- _Instructions to follow_
In the listing below, find every line containing the string "building" and copy each one. Case counts.

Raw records
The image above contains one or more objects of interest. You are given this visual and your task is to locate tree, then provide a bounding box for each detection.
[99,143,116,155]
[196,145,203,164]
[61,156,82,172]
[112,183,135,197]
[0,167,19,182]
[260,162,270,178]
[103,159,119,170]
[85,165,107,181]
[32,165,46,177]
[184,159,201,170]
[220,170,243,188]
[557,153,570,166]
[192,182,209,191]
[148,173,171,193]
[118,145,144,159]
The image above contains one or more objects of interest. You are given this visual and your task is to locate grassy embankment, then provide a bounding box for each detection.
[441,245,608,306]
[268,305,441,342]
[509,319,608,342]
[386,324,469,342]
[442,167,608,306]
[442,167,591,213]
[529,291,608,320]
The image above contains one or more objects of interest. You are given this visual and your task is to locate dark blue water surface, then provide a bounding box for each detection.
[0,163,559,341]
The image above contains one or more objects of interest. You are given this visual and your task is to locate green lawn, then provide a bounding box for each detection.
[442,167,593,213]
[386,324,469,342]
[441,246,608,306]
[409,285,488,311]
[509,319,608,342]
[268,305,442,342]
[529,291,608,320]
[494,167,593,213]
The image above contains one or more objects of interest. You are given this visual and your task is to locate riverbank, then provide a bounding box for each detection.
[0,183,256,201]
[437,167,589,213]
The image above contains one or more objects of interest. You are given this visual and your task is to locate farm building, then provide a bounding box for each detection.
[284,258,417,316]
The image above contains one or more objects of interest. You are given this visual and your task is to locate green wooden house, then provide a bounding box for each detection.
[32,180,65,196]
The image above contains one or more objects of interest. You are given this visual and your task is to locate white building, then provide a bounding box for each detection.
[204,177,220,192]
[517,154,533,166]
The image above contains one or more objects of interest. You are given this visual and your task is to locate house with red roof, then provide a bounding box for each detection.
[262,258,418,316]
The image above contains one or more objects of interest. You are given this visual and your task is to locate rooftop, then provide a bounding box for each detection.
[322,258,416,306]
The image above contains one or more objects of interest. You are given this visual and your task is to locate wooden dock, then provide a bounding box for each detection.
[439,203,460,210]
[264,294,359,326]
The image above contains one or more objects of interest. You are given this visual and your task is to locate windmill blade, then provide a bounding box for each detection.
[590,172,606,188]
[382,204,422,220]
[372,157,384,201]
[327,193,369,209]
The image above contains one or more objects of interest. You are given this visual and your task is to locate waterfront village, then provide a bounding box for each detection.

- _Finished answer_
The image above contains one or more objects of interest. You are given this visual and your task is to locate farm building, then provide a bounding box for each detection.
The image above contains one or more objects of interest. You are given this visual and your task is to locate white building, then provide a bounding box for each detection.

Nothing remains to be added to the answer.